Stored entries
************

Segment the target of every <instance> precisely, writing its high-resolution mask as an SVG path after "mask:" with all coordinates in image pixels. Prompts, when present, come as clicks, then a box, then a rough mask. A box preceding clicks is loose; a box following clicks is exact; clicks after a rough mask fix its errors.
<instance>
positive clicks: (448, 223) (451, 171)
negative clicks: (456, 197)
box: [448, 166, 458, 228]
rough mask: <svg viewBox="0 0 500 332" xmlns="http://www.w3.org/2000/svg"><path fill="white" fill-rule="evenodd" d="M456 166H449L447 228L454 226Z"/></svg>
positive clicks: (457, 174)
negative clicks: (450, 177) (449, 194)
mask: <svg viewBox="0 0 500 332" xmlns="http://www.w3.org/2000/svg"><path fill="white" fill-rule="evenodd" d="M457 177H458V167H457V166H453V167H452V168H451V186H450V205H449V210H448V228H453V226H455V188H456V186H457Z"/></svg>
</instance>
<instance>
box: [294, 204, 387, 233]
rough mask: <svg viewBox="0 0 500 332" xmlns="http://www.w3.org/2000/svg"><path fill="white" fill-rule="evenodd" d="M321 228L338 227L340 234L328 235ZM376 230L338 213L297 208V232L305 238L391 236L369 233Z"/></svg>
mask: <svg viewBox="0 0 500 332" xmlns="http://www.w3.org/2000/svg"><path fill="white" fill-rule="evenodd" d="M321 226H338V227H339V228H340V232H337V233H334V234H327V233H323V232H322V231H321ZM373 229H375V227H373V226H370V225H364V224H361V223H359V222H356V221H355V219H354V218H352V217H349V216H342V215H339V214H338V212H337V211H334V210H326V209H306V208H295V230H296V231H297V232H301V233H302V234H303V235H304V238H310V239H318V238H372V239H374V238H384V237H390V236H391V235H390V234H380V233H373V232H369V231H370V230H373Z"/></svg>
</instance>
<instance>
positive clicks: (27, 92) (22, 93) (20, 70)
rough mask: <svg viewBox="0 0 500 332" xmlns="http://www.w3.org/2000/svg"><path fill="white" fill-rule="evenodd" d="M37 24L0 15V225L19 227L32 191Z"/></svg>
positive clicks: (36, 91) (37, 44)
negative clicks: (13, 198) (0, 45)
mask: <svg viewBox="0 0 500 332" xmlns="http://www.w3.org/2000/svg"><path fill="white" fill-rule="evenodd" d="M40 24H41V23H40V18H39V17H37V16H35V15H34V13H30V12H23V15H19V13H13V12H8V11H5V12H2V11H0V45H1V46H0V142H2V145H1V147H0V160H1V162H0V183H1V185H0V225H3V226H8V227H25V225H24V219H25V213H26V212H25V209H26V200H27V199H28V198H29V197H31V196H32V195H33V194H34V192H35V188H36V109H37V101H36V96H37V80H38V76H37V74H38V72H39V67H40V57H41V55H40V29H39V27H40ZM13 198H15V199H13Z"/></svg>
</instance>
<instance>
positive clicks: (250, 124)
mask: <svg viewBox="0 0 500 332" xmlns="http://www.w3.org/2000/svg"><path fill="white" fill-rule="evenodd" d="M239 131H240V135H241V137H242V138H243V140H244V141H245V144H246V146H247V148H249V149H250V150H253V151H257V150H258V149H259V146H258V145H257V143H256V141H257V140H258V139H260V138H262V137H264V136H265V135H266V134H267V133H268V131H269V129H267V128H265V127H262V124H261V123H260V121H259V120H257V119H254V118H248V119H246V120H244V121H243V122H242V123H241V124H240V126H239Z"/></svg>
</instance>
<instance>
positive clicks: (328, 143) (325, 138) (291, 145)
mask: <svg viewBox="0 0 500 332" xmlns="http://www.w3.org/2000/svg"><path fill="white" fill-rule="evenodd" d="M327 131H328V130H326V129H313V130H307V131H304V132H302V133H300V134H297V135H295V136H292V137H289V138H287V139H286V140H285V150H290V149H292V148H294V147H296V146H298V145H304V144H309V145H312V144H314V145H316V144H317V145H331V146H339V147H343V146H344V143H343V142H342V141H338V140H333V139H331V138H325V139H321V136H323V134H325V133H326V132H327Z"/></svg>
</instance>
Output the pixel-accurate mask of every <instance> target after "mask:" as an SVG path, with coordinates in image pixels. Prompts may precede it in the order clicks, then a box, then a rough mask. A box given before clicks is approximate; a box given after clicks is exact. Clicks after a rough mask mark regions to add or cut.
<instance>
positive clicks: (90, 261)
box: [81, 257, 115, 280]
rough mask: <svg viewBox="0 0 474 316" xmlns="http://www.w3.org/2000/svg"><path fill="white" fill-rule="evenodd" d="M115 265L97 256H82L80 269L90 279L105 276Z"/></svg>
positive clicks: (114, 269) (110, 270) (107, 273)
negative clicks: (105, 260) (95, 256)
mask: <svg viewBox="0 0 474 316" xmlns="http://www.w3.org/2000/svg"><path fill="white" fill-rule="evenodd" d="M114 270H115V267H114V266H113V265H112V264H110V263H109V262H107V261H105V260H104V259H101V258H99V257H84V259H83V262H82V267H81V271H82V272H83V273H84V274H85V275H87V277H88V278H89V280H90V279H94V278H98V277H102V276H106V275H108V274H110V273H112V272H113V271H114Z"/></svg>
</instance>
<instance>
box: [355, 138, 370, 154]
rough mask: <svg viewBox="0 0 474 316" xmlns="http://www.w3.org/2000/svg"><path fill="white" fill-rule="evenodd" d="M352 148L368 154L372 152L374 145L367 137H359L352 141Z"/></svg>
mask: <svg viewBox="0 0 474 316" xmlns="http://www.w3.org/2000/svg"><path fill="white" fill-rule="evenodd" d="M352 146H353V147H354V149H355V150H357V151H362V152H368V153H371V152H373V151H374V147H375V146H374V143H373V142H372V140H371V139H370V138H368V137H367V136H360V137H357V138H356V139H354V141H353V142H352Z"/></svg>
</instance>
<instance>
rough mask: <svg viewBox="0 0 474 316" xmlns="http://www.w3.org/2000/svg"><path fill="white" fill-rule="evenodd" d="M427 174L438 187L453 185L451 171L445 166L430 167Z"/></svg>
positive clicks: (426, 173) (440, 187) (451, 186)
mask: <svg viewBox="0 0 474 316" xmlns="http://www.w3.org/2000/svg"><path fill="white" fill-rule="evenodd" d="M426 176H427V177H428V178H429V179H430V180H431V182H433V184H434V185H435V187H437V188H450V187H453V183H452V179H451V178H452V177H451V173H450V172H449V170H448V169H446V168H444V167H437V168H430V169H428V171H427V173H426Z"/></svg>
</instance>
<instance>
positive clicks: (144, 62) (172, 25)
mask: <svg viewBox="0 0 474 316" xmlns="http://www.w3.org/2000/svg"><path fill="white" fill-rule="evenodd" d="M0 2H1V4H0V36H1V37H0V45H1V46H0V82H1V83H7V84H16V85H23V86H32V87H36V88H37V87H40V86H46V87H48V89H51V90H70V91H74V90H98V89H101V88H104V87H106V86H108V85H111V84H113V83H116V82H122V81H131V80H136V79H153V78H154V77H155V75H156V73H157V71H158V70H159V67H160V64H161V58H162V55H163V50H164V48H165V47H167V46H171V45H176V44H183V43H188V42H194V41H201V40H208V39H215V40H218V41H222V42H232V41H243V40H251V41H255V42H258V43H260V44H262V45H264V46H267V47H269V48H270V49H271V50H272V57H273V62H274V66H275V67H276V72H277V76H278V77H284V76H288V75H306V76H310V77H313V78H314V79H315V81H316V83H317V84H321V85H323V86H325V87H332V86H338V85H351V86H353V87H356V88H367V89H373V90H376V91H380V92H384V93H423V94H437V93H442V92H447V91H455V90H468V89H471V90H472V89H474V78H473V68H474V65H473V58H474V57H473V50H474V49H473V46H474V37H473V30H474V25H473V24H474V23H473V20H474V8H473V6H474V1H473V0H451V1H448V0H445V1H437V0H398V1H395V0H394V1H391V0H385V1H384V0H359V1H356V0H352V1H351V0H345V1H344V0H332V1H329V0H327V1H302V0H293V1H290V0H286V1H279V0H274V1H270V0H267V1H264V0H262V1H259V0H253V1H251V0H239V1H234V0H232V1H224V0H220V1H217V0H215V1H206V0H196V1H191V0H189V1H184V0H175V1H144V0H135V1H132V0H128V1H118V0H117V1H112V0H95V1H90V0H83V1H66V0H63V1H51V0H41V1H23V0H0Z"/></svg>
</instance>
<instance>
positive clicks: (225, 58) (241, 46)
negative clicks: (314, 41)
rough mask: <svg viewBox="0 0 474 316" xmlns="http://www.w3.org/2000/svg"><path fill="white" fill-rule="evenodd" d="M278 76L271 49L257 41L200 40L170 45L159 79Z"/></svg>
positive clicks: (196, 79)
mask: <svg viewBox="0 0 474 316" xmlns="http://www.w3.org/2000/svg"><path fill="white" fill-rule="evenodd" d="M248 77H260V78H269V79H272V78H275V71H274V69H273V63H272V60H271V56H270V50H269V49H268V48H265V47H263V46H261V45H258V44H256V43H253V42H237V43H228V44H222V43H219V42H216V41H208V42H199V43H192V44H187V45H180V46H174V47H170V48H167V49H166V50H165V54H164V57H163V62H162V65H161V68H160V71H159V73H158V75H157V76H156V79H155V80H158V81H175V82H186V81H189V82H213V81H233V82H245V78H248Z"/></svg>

************

WHAT THE TASK REQUIRES: Find the string "then" in the entries above and return each line that holds it.

RESULT OF THE EXERCISE:
Segment the target of every <instance> precisely, writing its high-resolution mask as an SVG path after "mask:" with all coordinates in image pixels. Prompts, when present, come as clicks, then a box, then a rough mask. A box preceding clicks is loose; a box following clicks is exact; clicks after a rough mask fix its errors.
Output the pixel-accurate mask of every <instance> target after "mask:" as an SVG path, with coordinates in image pixels. Prompts may precede it in the order clicks, then a box, then a rough mask. A box given before clicks is approximate; a box given after clicks is exact. Clicks after a rough mask mark regions to add or cut.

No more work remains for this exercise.